◆ TASK REQUIREMENTS
Copy the passage about school rankings, starting at "In the book, I" and ending at "the math well.", and swap "under-privileged" for "disadvantaged".

In Chapter 1 of Numbersense, I describe a bag of tricks a statistician can play to "game" school rankings. The obsession about these rankings is unhealthy - but the reality is that people cling to imperfect measures even when they are known to be imperfect - it's the something-is-better-than-nothing school of thought. Because parents and prospective students use these rankings, school administrators have to pay attention to them.
In the book, I looked at the impact of the Common Application form in college admissions in which a student fills out one form, and sends it to a set of schools. I also discussed the effort to reach out to under-privileged sections of society by elite universities. Both of these efforts have the effect of increasing the number of applicants much more than they are able to raise the number of accepted students, thus pushing up the selectivity rate.
An item just appeared in Princeton Alumni Weekly which illustrates the math well.
Until this year, Princeton has not allowed transfer students for a long time.

◆ DATA
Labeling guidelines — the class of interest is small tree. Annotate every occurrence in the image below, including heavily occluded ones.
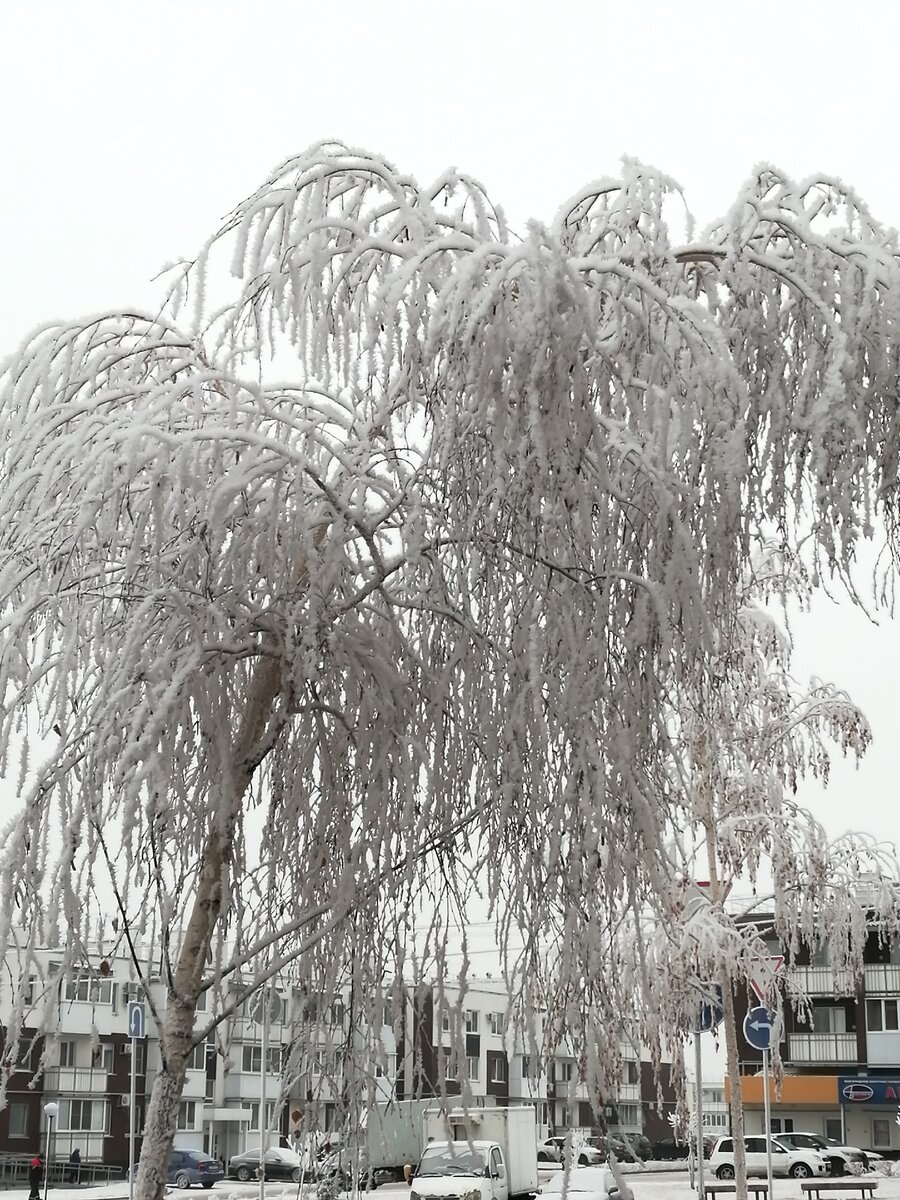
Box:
[650,545,900,1187]
[0,145,900,1200]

◆ RESPONSE TO THIS TASK
In the book, I looked at the impact of the Common Application form in college admissions in which a student fills out one form, and sends it to a set of schools. I also discussed the effort to reach out to disadvantaged sections of society by elite universities. Both of these efforts have the effect of increasing the number of applicants much more than they are able to raise the number of accepted students, thus pushing up the selectivity rate.
An item just appeared in Princeton Alumni Weekly which illustrates the math well.